**Input for this task:**

=-=-=

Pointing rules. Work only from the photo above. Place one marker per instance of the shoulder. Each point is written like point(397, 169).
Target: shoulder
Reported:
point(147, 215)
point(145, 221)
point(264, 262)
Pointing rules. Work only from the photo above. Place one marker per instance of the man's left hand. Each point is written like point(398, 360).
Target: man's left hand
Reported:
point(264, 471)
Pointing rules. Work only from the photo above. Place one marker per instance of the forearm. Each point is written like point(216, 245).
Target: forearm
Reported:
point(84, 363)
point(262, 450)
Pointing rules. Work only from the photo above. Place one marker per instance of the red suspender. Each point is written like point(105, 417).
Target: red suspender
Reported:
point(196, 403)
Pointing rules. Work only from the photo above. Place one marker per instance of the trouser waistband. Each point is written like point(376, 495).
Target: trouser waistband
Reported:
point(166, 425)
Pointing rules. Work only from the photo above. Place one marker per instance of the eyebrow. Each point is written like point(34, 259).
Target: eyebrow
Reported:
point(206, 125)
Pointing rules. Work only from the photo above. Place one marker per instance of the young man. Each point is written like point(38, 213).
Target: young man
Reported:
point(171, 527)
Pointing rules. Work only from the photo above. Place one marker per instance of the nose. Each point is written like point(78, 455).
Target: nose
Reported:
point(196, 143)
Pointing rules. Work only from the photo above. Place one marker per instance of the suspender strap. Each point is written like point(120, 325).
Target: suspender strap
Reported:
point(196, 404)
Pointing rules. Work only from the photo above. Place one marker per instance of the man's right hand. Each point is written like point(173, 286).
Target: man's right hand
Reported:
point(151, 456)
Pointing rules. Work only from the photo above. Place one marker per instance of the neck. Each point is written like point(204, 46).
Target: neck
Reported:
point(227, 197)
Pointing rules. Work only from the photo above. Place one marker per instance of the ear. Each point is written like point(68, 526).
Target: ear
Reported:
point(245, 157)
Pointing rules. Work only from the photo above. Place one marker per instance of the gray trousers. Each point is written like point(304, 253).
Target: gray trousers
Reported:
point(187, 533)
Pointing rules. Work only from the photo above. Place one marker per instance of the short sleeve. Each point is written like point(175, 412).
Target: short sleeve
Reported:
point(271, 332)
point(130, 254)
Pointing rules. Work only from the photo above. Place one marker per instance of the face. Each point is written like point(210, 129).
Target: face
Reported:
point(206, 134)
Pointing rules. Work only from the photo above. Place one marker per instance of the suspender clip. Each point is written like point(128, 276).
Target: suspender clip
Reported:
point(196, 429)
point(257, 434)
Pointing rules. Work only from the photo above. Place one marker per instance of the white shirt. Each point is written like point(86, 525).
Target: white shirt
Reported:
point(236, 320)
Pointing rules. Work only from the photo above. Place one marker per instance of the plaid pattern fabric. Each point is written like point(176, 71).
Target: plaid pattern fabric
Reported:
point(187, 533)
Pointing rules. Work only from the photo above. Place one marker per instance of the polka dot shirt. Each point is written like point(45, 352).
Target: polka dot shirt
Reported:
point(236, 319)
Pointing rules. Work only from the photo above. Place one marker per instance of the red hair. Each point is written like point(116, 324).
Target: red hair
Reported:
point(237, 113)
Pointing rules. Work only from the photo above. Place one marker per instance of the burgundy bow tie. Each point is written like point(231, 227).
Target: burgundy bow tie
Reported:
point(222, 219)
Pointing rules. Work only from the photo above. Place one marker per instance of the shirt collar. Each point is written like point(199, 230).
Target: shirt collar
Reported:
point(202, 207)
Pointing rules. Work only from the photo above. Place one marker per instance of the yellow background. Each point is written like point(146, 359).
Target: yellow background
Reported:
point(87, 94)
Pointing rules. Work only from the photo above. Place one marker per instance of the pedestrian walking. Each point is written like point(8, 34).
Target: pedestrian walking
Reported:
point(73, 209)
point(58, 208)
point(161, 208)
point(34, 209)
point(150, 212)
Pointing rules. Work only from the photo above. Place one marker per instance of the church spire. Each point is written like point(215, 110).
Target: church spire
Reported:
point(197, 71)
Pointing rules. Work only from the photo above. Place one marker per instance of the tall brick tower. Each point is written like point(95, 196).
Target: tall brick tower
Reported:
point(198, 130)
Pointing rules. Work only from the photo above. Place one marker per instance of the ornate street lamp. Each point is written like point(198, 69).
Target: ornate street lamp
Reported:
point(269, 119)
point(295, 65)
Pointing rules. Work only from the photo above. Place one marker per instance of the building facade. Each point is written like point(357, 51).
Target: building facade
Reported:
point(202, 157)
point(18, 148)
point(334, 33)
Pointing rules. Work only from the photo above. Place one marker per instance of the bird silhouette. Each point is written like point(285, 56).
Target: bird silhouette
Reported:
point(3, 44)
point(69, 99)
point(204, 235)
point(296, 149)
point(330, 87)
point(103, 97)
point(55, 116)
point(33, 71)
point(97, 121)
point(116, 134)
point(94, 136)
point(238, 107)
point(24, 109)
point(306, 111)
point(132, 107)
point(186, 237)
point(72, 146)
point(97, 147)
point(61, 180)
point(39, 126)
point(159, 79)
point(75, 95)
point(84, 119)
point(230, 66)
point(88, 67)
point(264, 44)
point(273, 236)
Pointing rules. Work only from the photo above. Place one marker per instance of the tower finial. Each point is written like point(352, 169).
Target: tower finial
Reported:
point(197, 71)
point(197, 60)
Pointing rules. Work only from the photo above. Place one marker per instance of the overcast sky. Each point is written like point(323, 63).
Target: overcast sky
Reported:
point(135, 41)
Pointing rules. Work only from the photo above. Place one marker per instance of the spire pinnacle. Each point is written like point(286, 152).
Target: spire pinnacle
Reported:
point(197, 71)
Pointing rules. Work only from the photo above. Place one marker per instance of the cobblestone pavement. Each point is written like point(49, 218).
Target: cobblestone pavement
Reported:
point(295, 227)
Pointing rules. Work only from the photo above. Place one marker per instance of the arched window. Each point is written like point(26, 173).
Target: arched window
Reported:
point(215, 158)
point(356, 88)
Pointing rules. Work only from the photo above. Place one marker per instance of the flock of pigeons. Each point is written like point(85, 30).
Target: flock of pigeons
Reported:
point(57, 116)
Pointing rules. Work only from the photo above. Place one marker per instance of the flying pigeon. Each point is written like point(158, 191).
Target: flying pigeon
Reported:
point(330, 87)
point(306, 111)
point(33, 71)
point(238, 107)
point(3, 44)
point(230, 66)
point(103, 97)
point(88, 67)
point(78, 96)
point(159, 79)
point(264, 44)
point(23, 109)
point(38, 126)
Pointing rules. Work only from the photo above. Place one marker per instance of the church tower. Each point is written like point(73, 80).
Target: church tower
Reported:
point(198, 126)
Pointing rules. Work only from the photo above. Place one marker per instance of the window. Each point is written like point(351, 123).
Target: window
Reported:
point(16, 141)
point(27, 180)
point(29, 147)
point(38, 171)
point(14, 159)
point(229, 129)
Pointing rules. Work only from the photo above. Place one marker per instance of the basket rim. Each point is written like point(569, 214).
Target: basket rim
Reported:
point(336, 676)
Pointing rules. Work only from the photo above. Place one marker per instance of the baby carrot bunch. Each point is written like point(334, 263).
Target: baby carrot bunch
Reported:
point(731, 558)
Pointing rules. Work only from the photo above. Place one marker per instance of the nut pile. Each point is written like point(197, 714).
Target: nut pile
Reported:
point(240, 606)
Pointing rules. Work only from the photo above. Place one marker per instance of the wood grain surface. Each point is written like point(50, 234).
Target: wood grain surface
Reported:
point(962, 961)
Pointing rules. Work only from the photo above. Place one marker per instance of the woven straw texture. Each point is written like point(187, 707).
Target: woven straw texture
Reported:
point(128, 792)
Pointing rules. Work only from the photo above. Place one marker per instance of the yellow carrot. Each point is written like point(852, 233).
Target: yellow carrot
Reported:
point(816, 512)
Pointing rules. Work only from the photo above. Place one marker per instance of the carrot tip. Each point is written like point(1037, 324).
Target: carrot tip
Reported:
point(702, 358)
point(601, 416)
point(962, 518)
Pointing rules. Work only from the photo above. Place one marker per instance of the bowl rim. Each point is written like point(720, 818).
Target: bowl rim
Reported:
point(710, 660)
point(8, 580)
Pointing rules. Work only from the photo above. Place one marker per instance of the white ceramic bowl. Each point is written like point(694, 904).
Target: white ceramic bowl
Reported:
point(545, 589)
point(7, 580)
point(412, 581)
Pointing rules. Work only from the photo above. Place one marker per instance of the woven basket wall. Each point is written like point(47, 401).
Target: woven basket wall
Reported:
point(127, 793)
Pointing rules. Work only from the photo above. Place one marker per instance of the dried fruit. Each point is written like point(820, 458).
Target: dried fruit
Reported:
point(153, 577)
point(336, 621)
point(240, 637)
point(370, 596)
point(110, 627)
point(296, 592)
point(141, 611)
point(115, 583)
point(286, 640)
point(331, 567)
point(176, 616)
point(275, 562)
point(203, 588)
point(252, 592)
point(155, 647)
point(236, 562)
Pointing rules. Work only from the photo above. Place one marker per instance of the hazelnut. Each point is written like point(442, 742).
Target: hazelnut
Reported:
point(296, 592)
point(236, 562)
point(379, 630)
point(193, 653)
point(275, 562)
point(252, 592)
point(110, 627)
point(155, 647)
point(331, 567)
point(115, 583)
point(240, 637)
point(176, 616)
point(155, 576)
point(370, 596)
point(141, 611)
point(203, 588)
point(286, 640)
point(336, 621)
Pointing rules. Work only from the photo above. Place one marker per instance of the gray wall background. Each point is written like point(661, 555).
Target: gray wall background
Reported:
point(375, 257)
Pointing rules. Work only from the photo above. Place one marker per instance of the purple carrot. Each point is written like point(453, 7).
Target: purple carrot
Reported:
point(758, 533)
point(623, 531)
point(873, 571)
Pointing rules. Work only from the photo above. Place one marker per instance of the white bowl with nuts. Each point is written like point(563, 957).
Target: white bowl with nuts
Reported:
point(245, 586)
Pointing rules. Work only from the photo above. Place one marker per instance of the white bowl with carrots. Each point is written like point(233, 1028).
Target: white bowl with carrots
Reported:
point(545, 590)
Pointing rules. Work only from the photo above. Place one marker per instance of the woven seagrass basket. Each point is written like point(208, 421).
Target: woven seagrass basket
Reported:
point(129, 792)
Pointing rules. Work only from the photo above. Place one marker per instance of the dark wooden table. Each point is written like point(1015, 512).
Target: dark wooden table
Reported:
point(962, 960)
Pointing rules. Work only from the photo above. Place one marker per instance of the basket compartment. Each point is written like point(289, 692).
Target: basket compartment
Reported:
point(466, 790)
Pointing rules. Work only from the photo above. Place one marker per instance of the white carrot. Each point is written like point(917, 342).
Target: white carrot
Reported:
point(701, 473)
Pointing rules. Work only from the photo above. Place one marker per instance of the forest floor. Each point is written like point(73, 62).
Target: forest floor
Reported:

=-=-=

**What is being asked:** Determine the number of lines in the listing above containing the word "nose"; respond with that figure only.

**Solved problem:** 2